▶ Records for the task
— start —

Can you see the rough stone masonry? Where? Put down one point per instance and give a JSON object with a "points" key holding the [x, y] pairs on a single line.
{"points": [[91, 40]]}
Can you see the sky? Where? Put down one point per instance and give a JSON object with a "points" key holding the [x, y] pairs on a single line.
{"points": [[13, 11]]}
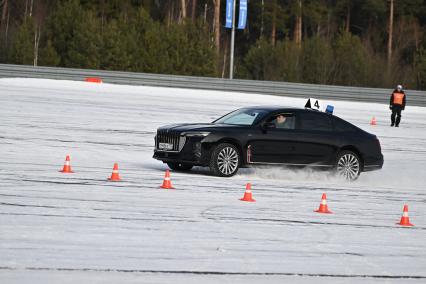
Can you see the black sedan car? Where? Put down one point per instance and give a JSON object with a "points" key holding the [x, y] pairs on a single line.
{"points": [[270, 136]]}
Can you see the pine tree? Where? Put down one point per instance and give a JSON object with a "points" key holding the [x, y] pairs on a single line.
{"points": [[22, 49]]}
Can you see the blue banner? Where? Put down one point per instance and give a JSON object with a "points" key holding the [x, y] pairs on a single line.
{"points": [[229, 12], [242, 19]]}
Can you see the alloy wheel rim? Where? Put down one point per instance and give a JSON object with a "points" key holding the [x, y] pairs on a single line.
{"points": [[227, 160], [348, 167]]}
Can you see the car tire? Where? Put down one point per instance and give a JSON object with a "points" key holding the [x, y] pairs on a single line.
{"points": [[348, 165], [225, 160], [180, 166]]}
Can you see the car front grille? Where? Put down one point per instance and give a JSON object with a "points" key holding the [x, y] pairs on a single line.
{"points": [[170, 137]]}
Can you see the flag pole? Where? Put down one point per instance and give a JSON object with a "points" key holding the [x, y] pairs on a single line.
{"points": [[231, 64]]}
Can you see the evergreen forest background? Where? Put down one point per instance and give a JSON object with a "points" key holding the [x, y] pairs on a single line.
{"points": [[369, 43]]}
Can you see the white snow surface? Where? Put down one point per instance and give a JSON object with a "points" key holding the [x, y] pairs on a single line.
{"points": [[81, 228]]}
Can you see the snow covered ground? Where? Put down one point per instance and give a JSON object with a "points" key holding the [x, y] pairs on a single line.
{"points": [[80, 228]]}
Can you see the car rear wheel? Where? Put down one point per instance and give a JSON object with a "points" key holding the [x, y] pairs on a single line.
{"points": [[179, 166], [348, 165], [225, 160]]}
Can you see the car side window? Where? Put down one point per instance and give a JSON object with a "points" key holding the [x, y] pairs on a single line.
{"points": [[284, 120], [342, 126], [315, 121]]}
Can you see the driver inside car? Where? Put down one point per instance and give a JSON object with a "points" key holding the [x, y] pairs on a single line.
{"points": [[282, 121]]}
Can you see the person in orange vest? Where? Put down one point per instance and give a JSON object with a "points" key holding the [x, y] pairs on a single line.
{"points": [[396, 105]]}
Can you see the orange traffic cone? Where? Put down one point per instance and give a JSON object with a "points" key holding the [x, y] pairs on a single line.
{"points": [[405, 220], [67, 167], [247, 194], [323, 206], [167, 184], [115, 176]]}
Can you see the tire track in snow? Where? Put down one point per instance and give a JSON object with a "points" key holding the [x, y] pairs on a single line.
{"points": [[198, 272]]}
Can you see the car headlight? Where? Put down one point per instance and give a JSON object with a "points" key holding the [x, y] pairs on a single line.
{"points": [[195, 134]]}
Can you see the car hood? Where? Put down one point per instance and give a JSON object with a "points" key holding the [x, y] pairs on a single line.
{"points": [[193, 127]]}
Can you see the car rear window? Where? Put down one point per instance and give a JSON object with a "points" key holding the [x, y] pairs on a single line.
{"points": [[315, 121]]}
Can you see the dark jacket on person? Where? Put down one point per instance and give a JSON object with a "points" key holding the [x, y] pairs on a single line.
{"points": [[398, 99]]}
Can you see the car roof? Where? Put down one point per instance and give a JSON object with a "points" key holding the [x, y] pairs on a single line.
{"points": [[271, 108]]}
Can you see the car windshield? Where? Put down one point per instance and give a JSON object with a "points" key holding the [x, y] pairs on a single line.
{"points": [[242, 117]]}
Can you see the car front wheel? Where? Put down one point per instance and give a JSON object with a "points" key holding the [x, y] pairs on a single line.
{"points": [[348, 165], [225, 160]]}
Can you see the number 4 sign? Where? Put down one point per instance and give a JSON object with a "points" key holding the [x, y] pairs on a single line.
{"points": [[314, 104]]}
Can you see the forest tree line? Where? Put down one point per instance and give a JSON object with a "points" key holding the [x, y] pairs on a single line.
{"points": [[371, 43]]}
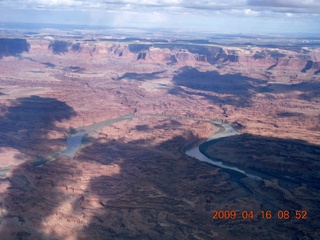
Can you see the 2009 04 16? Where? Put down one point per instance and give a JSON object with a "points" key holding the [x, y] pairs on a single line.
{"points": [[263, 214]]}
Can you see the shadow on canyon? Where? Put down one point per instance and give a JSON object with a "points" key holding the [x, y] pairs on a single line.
{"points": [[158, 193], [233, 89], [310, 90], [27, 123], [13, 47], [288, 159], [141, 77], [148, 198], [26, 126]]}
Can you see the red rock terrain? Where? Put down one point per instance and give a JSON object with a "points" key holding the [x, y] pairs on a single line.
{"points": [[132, 179]]}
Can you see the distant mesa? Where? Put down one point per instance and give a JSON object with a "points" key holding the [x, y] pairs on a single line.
{"points": [[311, 65], [13, 47], [59, 47]]}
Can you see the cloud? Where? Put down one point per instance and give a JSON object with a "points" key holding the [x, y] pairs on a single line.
{"points": [[294, 6], [296, 15]]}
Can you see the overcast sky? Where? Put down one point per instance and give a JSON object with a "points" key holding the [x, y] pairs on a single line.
{"points": [[229, 16]]}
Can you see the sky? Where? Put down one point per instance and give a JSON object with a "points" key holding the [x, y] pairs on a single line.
{"points": [[224, 16]]}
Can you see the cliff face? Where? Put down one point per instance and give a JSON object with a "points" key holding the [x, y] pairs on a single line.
{"points": [[182, 54], [13, 46]]}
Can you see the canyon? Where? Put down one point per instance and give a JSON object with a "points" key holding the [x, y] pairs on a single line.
{"points": [[132, 179]]}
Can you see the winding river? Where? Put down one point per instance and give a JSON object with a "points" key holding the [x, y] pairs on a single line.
{"points": [[74, 141]]}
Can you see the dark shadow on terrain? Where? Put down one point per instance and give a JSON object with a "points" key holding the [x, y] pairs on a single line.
{"points": [[296, 159], [141, 77], [74, 69], [13, 47], [310, 89], [145, 200], [32, 196], [33, 192], [159, 193], [27, 123], [230, 89], [49, 64], [59, 47]]}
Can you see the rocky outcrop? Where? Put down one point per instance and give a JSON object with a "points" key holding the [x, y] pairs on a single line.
{"points": [[13, 46]]}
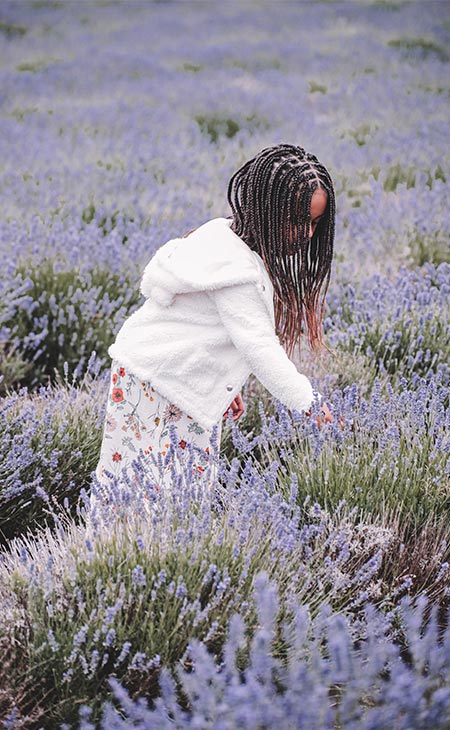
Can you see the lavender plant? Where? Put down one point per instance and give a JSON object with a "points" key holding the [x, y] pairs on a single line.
{"points": [[124, 594], [326, 679], [49, 446], [52, 315], [401, 327]]}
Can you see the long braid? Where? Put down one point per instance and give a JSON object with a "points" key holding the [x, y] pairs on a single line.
{"points": [[270, 197]]}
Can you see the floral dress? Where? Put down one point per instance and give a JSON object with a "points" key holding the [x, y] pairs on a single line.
{"points": [[137, 436]]}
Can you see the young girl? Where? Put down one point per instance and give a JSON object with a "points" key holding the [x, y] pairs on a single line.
{"points": [[218, 302]]}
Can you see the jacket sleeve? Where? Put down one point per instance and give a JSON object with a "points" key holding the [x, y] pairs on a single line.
{"points": [[247, 321]]}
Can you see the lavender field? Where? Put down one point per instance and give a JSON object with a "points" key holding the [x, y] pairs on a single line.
{"points": [[310, 586]]}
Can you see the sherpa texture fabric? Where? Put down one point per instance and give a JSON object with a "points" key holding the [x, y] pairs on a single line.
{"points": [[207, 323]]}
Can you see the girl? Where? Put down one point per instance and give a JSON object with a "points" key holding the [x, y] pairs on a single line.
{"points": [[218, 302]]}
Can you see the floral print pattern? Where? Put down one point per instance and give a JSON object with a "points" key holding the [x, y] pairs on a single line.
{"points": [[137, 425]]}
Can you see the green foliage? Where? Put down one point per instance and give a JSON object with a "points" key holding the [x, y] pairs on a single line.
{"points": [[11, 30], [424, 46], [191, 67], [316, 87], [432, 248], [62, 315], [50, 442], [215, 127]]}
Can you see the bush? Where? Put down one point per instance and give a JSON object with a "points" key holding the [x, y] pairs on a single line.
{"points": [[399, 326], [49, 445], [326, 679], [124, 595], [51, 315]]}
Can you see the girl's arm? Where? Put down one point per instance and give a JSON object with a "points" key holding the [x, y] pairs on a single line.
{"points": [[250, 328]]}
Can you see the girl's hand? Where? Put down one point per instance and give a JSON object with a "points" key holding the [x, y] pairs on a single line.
{"points": [[237, 406]]}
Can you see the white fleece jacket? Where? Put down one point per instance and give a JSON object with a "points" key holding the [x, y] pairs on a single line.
{"points": [[207, 323]]}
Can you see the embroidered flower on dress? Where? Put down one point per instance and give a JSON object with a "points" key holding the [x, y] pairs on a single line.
{"points": [[117, 395], [111, 423], [172, 413]]}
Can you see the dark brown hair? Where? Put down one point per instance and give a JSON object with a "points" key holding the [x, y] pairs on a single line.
{"points": [[270, 197]]}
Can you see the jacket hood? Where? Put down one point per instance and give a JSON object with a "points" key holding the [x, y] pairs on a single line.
{"points": [[211, 257]]}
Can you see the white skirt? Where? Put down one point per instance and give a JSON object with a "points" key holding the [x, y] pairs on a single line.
{"points": [[137, 440]]}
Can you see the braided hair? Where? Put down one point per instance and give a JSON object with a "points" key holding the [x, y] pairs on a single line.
{"points": [[270, 197]]}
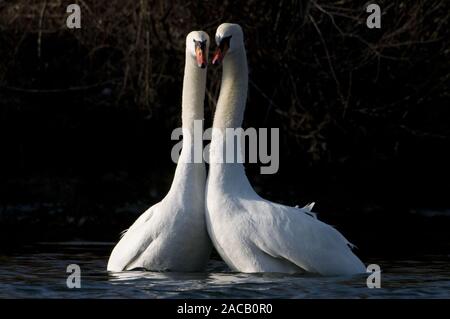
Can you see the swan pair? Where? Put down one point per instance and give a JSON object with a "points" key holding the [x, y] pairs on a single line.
{"points": [[250, 233]]}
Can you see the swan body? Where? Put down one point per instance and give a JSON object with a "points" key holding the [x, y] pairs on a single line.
{"points": [[250, 233], [172, 235]]}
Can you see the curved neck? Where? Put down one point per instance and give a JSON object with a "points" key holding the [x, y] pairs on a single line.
{"points": [[229, 114], [233, 91], [194, 85]]}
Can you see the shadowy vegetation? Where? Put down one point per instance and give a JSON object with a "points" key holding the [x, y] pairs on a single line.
{"points": [[364, 113]]}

— end —

▶ Set exercise
Switch "Put down" to "Place" in the part that opens with the line containing "Can you see the swan body?" and runs through the end of the rows, and give that part again with nothing else changed.

▶ Task response
Can you see the swan body? Where? Place one point per instance and give a JSON object with a "points" key holding the [x, y] pairs on a single line.
{"points": [[250, 233], [172, 235]]}
Can you see the curved neck? Where? Place one point per instance and give a JSON object with a "points" key holding the [x, y] pairs on a single line.
{"points": [[229, 114], [233, 91], [194, 85]]}
Can you see the shadowy vegetation? Where? Place one point per instance and give a JSON object with a "points" key holding the [x, y] pairs on a single line.
{"points": [[364, 113]]}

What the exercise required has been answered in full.